Could you repeat, word for word, every line from the one containing "Task: for the roadway count, mark the withered" through the final line of the records below, and nothing else?

[Pointing records]
= = = = =

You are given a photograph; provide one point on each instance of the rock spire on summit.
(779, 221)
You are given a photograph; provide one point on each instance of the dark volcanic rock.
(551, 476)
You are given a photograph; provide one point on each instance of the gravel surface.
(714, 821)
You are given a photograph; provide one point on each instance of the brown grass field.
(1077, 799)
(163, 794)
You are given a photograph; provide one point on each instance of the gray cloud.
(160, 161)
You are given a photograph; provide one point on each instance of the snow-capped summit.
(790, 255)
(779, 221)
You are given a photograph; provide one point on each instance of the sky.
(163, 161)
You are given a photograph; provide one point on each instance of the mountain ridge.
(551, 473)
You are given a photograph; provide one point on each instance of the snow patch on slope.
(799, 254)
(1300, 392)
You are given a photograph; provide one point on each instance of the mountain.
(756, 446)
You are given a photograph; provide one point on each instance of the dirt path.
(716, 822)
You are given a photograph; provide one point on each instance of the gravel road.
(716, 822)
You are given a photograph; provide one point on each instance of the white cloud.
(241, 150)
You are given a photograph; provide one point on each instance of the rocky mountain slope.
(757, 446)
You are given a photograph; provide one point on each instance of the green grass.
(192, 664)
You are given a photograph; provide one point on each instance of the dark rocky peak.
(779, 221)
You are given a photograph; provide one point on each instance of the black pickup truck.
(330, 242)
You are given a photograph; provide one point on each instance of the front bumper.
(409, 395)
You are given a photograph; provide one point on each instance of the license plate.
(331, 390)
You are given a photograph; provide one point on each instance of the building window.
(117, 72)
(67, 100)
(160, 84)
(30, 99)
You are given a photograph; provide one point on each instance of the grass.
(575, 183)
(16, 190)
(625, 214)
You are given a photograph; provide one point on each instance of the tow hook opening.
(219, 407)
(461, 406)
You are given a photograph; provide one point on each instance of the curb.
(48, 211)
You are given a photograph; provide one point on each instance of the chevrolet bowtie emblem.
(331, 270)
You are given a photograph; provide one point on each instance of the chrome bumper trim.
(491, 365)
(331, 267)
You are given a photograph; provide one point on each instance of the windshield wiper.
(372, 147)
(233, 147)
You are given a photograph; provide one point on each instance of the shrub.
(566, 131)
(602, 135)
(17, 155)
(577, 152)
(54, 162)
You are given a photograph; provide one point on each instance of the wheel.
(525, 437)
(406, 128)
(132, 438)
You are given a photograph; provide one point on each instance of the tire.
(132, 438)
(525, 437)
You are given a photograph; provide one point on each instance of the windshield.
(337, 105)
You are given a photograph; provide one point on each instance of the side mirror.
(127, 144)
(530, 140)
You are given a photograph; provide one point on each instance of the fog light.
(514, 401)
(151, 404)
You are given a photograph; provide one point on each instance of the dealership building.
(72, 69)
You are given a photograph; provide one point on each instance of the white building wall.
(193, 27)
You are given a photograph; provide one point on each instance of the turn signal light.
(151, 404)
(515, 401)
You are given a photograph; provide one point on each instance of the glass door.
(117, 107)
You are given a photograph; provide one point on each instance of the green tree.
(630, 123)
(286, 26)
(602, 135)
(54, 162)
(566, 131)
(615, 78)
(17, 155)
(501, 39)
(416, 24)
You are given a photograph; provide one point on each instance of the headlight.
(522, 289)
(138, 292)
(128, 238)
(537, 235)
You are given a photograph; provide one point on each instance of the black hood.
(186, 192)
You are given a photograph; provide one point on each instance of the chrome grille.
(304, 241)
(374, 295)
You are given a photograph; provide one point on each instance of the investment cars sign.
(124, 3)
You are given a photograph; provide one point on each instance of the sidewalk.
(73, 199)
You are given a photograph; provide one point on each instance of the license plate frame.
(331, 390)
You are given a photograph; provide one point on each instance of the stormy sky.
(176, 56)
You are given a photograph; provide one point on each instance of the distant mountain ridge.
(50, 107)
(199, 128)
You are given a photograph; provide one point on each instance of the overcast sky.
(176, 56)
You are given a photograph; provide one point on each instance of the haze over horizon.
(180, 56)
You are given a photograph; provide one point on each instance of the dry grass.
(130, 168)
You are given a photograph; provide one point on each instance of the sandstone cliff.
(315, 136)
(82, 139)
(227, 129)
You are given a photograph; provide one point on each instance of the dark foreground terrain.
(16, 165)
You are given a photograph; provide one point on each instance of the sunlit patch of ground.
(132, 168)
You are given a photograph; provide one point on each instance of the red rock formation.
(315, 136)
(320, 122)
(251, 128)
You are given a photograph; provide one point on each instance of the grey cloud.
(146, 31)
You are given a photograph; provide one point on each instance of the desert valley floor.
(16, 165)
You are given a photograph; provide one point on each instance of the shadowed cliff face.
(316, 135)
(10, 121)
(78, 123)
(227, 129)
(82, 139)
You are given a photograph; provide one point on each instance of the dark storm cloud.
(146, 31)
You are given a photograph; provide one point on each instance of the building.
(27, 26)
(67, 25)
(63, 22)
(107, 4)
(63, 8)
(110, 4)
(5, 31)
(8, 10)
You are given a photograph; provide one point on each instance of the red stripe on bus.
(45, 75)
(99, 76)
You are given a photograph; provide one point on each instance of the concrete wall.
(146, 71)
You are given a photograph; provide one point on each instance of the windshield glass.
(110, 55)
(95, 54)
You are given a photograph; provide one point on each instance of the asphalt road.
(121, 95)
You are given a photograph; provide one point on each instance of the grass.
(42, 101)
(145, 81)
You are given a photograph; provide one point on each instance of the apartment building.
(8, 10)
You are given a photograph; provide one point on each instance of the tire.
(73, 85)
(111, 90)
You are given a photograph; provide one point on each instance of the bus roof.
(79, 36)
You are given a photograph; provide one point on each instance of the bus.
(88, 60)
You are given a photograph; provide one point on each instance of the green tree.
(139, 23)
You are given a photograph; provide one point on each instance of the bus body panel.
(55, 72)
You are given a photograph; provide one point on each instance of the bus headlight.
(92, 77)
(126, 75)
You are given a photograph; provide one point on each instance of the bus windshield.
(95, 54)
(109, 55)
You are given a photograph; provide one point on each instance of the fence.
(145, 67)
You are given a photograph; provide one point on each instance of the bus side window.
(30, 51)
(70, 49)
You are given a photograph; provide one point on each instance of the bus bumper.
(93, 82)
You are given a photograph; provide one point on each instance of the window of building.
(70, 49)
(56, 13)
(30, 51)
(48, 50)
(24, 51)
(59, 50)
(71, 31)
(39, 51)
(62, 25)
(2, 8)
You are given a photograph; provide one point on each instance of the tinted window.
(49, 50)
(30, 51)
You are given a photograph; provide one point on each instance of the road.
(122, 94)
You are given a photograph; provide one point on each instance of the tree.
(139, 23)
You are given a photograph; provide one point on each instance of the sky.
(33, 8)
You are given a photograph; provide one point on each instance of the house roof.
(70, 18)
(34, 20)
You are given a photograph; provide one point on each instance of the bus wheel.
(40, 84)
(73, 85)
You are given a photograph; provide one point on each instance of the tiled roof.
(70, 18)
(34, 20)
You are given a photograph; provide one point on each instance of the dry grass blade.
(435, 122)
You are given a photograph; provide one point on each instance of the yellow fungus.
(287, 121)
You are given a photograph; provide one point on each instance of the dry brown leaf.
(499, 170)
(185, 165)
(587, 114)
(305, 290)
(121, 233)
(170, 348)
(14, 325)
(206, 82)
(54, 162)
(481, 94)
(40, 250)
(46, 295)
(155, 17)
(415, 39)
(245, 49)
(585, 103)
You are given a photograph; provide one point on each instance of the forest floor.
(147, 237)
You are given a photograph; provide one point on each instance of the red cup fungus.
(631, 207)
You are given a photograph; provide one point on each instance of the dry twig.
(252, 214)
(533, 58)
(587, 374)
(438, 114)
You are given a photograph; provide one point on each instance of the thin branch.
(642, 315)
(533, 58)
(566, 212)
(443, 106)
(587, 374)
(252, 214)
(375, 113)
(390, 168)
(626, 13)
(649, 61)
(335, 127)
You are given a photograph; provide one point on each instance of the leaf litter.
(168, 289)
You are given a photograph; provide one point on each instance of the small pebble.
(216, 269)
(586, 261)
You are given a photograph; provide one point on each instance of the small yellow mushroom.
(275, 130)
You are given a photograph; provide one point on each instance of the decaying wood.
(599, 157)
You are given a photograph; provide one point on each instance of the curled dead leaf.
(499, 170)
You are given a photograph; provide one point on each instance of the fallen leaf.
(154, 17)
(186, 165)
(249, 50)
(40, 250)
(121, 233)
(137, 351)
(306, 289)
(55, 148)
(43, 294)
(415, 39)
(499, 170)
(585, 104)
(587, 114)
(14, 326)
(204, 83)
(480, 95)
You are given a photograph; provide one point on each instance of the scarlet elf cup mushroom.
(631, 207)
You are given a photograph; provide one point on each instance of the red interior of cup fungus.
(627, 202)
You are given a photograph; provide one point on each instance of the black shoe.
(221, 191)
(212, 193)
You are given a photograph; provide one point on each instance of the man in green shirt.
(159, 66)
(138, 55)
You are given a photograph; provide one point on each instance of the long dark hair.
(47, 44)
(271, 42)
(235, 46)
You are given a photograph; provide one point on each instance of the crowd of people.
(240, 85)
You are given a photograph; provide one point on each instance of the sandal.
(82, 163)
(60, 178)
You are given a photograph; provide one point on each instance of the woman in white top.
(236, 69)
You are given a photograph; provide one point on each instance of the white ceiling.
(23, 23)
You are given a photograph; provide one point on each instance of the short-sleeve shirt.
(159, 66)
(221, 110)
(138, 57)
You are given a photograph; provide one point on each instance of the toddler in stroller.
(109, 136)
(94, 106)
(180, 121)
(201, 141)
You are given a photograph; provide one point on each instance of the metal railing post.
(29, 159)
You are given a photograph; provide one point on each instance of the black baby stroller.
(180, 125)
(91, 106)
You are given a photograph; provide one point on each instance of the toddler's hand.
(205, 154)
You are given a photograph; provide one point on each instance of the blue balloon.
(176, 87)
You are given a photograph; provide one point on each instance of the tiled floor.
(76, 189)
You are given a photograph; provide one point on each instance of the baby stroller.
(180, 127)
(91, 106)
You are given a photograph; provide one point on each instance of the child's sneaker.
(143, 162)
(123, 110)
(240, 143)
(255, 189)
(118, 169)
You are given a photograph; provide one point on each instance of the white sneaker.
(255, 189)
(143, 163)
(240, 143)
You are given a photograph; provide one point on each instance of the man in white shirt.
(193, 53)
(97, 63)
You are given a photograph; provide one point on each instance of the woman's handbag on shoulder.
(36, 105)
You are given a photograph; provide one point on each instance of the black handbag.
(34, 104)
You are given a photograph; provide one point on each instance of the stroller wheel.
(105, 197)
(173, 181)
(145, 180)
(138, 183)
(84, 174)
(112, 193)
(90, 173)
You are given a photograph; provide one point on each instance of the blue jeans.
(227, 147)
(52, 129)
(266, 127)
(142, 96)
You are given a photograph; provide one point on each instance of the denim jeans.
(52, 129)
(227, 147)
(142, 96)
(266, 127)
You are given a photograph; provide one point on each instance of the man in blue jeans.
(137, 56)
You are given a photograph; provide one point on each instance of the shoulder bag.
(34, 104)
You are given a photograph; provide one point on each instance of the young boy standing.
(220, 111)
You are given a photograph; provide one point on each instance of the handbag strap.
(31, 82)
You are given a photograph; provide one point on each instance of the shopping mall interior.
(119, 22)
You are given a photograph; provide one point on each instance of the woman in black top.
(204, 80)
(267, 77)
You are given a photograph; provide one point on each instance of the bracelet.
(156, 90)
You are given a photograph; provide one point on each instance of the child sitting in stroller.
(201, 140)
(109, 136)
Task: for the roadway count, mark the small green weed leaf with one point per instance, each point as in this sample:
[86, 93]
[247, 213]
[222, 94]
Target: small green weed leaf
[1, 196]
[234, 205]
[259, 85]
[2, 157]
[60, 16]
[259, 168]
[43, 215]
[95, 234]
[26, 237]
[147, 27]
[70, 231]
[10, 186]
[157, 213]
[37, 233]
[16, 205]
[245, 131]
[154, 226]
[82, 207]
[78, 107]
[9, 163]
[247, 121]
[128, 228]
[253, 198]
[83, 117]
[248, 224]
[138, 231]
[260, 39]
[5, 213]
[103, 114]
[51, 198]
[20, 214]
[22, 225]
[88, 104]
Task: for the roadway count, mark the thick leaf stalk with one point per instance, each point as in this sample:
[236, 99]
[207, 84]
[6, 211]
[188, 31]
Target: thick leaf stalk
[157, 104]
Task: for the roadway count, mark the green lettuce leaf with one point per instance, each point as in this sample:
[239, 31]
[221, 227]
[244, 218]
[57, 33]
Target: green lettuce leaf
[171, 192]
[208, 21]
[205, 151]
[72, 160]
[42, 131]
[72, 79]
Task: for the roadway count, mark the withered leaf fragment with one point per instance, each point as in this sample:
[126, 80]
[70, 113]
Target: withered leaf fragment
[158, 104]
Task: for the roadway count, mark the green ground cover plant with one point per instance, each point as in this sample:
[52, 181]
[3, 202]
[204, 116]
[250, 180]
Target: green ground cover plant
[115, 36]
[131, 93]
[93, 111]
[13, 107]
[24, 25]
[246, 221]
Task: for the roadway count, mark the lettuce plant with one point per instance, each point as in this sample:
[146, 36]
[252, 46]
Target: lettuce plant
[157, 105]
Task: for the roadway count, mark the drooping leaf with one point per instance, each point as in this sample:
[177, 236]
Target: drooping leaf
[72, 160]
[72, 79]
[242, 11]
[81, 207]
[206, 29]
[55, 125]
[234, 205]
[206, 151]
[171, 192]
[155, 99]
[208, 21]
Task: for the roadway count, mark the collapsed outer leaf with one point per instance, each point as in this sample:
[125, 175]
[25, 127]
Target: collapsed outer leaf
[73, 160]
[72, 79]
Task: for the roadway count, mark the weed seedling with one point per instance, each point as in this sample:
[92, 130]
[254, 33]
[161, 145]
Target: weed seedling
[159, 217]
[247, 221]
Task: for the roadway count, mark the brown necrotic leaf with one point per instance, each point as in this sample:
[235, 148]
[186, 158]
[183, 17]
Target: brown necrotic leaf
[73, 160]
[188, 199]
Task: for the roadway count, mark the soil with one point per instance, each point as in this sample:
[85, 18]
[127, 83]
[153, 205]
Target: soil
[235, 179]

= = = = =

** Answer below **
Task: for the roadway count, mark the withered leaf fragment with one point per instance, each point as in this sample:
[126, 80]
[70, 113]
Target: withered leaf fragment
[158, 104]
Task: for the roadway count, mark the green ground cover plant with one point per instance, each point as in this sample:
[52, 181]
[3, 202]
[204, 116]
[250, 180]
Target: green ground cover plant
[115, 36]
[131, 93]
[93, 111]
[13, 107]
[24, 25]
[246, 221]
Task: for the roadway count, mark the lettuce plant with one point per instance, each point as in this sample:
[146, 36]
[252, 46]
Target: lettuce plant
[157, 105]
Task: for the roadway count, mark the drooping leaf with one point per instance, each point as in this sample:
[177, 236]
Target: drooping leaf
[72, 160]
[72, 79]
[242, 11]
[81, 207]
[206, 29]
[55, 125]
[234, 205]
[206, 151]
[171, 192]
[155, 99]
[208, 21]
Task: for the roadway count, mark the collapsed outer leaf with one point per instance, each point as in this sample:
[125, 175]
[25, 127]
Target: collapsed outer leaf
[73, 160]
[72, 79]
Task: for the roadway count, mark the weed seedling with one point per instance, each point as in this sample:
[92, 130]
[254, 33]
[161, 145]
Target: weed seedling
[159, 217]
[247, 221]
Task: for the roadway count, mark the brown necrotic leaf with one point per instance, each point as in this sample:
[235, 148]
[186, 158]
[183, 17]
Target: brown necrotic leaf
[73, 160]
[188, 199]
Task: for the roadway count, mark the soil with one point per instance, each point as in this sample:
[85, 18]
[127, 83]
[153, 205]
Target: soil
[235, 179]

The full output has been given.